--- Entries supplied ---
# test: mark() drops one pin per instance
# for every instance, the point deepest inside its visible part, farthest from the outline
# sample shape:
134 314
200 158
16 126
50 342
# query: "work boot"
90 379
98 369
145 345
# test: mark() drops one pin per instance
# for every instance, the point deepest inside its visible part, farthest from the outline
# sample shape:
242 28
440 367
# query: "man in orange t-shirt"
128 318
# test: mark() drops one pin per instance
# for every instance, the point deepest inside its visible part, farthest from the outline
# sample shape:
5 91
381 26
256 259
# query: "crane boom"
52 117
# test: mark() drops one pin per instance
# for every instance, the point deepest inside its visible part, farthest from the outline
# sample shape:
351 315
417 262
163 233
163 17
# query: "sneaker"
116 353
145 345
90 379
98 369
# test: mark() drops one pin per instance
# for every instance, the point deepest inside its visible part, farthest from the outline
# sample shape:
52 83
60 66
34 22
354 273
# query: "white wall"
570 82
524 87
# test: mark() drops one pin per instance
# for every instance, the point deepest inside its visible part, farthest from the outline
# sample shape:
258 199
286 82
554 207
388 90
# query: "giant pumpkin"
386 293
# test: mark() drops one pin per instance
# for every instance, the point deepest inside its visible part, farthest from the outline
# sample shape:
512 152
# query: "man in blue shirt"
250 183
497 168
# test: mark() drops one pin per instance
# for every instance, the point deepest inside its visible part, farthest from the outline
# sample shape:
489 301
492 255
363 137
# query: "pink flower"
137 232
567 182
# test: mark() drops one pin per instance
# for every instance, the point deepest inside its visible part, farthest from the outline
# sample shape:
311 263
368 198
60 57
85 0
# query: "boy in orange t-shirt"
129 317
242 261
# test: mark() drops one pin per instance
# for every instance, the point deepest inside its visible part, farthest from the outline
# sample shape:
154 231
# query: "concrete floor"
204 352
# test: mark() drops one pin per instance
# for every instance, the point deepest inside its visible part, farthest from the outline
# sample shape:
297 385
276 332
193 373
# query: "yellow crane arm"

--- Exercise details ---
Pick out every line above that contains the word "crane". Case counts.

--- Solution for this task ---
# query: "crane boom"
# query: "yellow crane arm"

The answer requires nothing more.